**Problem requirements**
Copy the passage on Yazidis in Armenia word for word, beginning at "In 1988, the" and ending after "to defend Artsakh.".

**Text excerpt**
--------------------

In 1988, the 3rd All-Armenian Yazidi Assembly, (convened on 30 September 1989 - the two previous assemblies occurred at the dawn of the Armenian SSR's history, in 1921 and 1923) asked for official recognition of their identity by the government. As a result, Yazidis were presented as a separate minority in the USSR population census of 1989. According to this census, the total count of Yazidis in Armenia was 52,700.

Many Yazidis volunteered during the First Nagorno-Karabakh War to fight on the Armenian side. In particular, a volunteer detachment of 500 Yazidis named after Jangir Agha was commanded by Aziz Tamoyan․

In 2020, after the break out of the Second Nagorno-Karabakh war, many Yazidis in Armenia again volunteered to defend Artsakh.

== Soviet intellectualism ==
Yazidi intellectuals played a crucial role in fostering a secularized idea of Kurdish nationalism that would bridge across the religious divide which had historically separated Yazidi communities from their fellow Kurdish-speaking Muslims. These vanguards of Soviet Kurdish culture consisted of Yazidis such as the linguist Arab Shamilov who published the first novel in Kurmancî by the title of Şivanê Kurmanca. It also included many other famous intellectuals such as Qanatê Kurdo, Casimê Celîl, Emînê Evdal, Ferîkê Ûsiv, Celîlê Celîl, Ordîxanê Celîl, Hecîyê Cindî and the poet Shikoye Hasan. The years 1932-1938 are considered the golden period for the development of Kurdish culture in Soviet Armenia. In 1934, a conference was held in Yerevan between the Kurdish writers about writing in Kurdish where topics such as the creation of Kurdish neologisms for new technical devices and concepts were discussed.

--------------------

(Data excerpts)
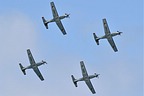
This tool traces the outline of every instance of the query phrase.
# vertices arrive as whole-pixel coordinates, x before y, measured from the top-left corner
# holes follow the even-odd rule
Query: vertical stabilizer
[[[25,68],[22,66],[22,64],[21,64],[21,63],[19,63],[19,66],[20,66],[20,68],[21,68],[21,70],[22,70],[23,74],[24,74],[24,75],[26,75]]]
[[[97,35],[95,33],[93,33],[94,39],[97,43],[97,45],[99,45],[99,38],[97,37]]]
[[[48,29],[48,23],[47,23],[47,21],[45,20],[44,17],[42,17],[42,20],[43,20],[43,24],[45,25],[46,29]]]
[[[74,78],[73,75],[71,75],[71,77],[72,77],[72,81],[73,81],[74,85],[77,87],[77,81],[76,81],[76,79]]]

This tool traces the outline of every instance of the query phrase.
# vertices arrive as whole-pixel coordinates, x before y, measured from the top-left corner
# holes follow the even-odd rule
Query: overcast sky
[[[143,0],[53,0],[67,35],[55,23],[47,30],[41,17],[52,19],[50,0],[1,0],[0,2],[0,95],[1,96],[92,96],[84,82],[76,88],[71,80],[82,77],[80,61],[91,80],[95,96],[143,96]],[[104,35],[106,18],[118,52],[107,40],[96,45],[93,32]],[[32,70],[24,76],[19,68],[29,65],[27,49],[44,81]]]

--------------------

**Exercise output**
In 1988, the 3rd All-Armenian Yazidi Assembly, (convened on 30 September 1989 - the two previous assemblies occurred at the dawn of the Armenian SSR's history, in 1921 and 1923) asked for official recognition of their identity by the government. As a result, Yazidis were presented as a separate minority in the USSR population census of 1989. According to this census, the total count of Yazidis in Armenia was 52,700.

Many Yazidis volunteered during the First Nagorno-Karabakh War to fight on the Armenian side. In particular, a volunteer detachment of 500 Yazidis named after Jangir Agha was commanded by Aziz Tamoyan․

In 2020, after the break out of the Second Nagorno-Karabakh war, many Yazidis in Armenia again volunteered to defend Artsakh.